* AVAILABLE RECORDS:
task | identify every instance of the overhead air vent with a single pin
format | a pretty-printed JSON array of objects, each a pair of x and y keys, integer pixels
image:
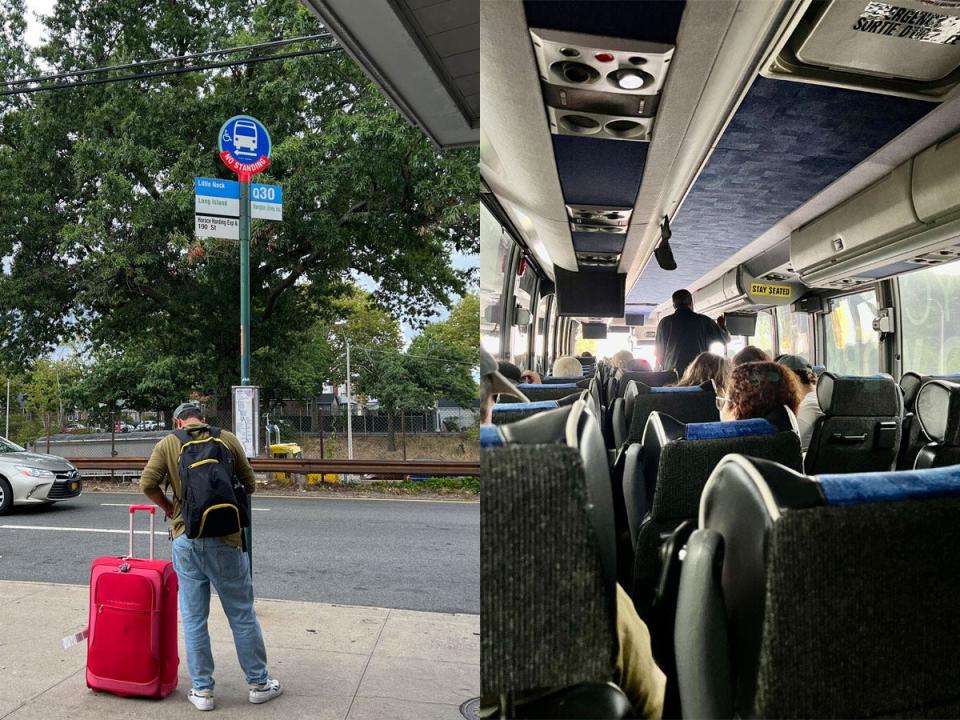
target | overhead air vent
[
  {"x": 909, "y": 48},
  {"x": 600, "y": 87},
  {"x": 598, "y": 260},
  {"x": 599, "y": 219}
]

* EXERCISE BRIEF:
Reproduce the listing above word for word, omitting the picture.

* TASK ANSWER:
task | identify every instance of the overhead air vent with a single pin
format | a pretty-printed JSON array of objects, each a pair of x and y keys, integer pixels
image:
target | overhead air vent
[
  {"x": 909, "y": 48},
  {"x": 600, "y": 87},
  {"x": 598, "y": 260},
  {"x": 599, "y": 219}
]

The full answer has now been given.